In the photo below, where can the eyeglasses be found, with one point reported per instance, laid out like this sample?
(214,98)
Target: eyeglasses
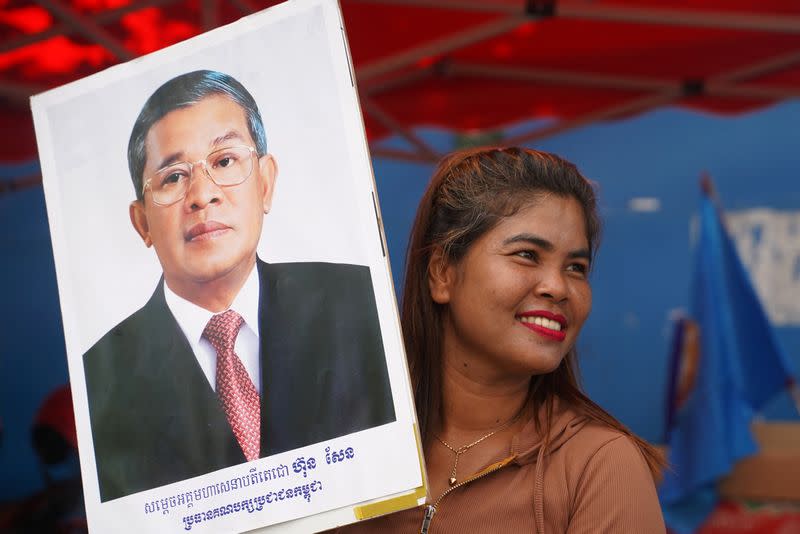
(225,167)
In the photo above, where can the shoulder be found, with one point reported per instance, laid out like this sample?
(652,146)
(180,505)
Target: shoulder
(125,337)
(612,487)
(597,448)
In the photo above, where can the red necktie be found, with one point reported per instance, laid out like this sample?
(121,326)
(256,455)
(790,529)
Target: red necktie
(236,391)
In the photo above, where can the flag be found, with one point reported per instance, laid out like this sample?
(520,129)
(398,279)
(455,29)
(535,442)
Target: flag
(726,365)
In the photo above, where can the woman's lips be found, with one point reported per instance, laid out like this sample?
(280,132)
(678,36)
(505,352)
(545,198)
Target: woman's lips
(547,324)
(206,230)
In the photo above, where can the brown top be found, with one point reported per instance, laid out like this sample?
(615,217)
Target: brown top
(592,480)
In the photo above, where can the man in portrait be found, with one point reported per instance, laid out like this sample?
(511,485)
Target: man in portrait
(231,359)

◆ ◆ ◆ ◆ ◆

Copy word for word every line of the material from the one containing "In the photo above, where can the man" through the end, including both of those lines.

- Answer for the task -
In the photo above, where can the man in portrait be found, with one point reported per instance, laid out like this sample?
(511,485)
Target: man in portrait
(231,359)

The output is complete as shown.